---------- SOURCE

Customer retention is a critical focus for Regork, especially as the company expands its footprint in the competitive telecommunications industry. Offering services such as internet, phone, and streaming, Regork recognizes that retaining current customers is more cost-effective than acquiring new ones. Understanding why customers leave (churn) is essential for maintaining revenue and fostering long-term loyalty.
The goal of this project is to analyze customer data and build a predictive model to identify individuals at risk of leaving. This model will help Regork implement proactive strategies, such as targeted incentives, to reduce churn and maintain customer satisfaction. By leveraging data-driven insights, we aim to support the company’s efforts to enhance customer loyalty and minimize revenue losses.
Our analysis involves exploring the data to uncover trends, building machine learning models to predict churn, and providing actionable recommendations based on our findings. This comprehensive approach ensures that Regork can address churn effectively and continue its growth in the telecommunications market.
# Load libraries
library(tidymodels)
library(tidyverse)
library(baguette)
library(vip)
library(pdp)
library(here)
library(kernlab)
library(ggplot2)
library(earth)
library(rpart.plot)
library(ranger)
# Load data
c_retention <- read.csv("customer_retention.csv")
str(c_retention)
## 'data.frame': 6999 obs. of 20 variables:
## $ Gender : chr "Female" "Male" "Male" "Male" ...
## $ SeniorCitizen : int 0 0 0 0 0 0 0 0 0 0 ...
## $ Partner : chr "Yes" "No" "No" "No" ...
## $ Dependents : chr "No" "No" "No" "No" ...
## $ Tenure : int 1 34 2 45 2 8 22 10 28 62 ...
## $ PhoneService : chr "No" "Yes" "Yes" "No" ...
## $ MultipleLines : chr "No phone service" "No" "No" "No phone service" ...
## $ InternetService : chr "DSL" "DSL" "DSL" "DSL" ...
## $ OnlineSecurity : chr "No" "Yes" "Yes" "Yes" ...
## $ OnlineBackup : chr "Yes" "No" "Yes" "No" ...
## $ DeviceProtection: chr "No" "Yes" "No" "Yes" ...
## $ TechSupport : chr "No" "No" "No" "Yes" ...
## $ StreamingTV : chr "No" "No" "No" "No" ...
## $ StreamingMovies : chr "No" "No" "No" "No" ...

--------------------

INSTRUCTION A –
Answer these from the customer churn text, one answer per line:
(i) Which services does Regork offer?
(ii) How many observations does the loaded data frame contain?
The records have no connection to the text about customer churn.

---------- AVAILABLE RECORDS

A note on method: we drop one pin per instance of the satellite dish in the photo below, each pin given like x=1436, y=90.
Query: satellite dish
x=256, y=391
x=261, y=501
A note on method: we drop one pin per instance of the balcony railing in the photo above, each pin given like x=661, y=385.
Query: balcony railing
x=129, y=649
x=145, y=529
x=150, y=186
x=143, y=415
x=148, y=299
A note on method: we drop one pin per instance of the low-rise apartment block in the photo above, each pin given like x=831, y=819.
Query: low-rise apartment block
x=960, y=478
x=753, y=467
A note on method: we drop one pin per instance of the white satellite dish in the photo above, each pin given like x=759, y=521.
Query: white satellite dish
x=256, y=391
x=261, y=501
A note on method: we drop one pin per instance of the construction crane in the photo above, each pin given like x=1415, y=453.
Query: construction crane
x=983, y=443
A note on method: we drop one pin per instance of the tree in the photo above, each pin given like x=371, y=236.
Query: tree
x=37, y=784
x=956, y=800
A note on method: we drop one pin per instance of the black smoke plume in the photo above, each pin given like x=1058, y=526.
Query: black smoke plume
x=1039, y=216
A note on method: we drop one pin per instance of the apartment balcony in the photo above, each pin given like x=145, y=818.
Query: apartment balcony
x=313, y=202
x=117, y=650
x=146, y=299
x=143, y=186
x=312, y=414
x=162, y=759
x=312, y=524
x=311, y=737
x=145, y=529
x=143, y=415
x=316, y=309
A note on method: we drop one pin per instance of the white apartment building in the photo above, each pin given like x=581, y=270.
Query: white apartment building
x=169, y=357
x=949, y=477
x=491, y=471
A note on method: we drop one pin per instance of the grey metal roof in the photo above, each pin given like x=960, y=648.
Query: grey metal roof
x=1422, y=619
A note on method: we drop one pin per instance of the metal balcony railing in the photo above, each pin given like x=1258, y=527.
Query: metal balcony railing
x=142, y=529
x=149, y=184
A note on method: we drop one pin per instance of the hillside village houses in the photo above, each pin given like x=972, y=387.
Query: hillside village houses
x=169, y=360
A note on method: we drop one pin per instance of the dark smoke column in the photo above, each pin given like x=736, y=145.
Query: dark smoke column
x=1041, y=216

--------------------

INSTRUCTION B – In the records, take the stretch from the line containing "like x=371, y=236." through the end of the records and write it out again with "pin" replaced by "marker" throughout, changing nothing else.

WRITTEN REPLY A –
(i) Internet, phone, and streaming.
(ii) 6999.

WRITTEN REPLY B –
A note on method: we drop one marker per instance of the tree in the photo above, each marker given like x=371, y=236.
Query: tree
x=37, y=784
x=956, y=800
A note on method: we drop one marker per instance of the black smoke plume in the photo above, each marker given like x=1058, y=526.
Query: black smoke plume
x=1039, y=216
A note on method: we drop one marker per instance of the apartment balcony in the photo above, each marker given like x=145, y=818.
Query: apartment balcony
x=313, y=202
x=117, y=650
x=146, y=299
x=143, y=186
x=312, y=414
x=162, y=759
x=312, y=524
x=311, y=737
x=145, y=529
x=143, y=415
x=316, y=309
A note on method: we drop one marker per instance of the white apartment building in the photo above, each marker given like x=581, y=270.
Query: white apartment building
x=169, y=357
x=949, y=477
x=491, y=471
A note on method: we drop one marker per instance of the grey metal roof in the photo above, each marker given like x=960, y=648.
Query: grey metal roof
x=1422, y=619
A note on method: we drop one marker per instance of the metal balcony railing in the photo above, each marker given like x=1258, y=527.
Query: metal balcony railing
x=142, y=529
x=149, y=184
A note on method: we drop one marker per instance of the hillside village houses in the photo above, each marker given like x=972, y=387.
Query: hillside village houses
x=169, y=360
A note on method: we drop one marker per instance of the dark smoke column in the photo above, each marker given like x=736, y=145.
Query: dark smoke column
x=1041, y=216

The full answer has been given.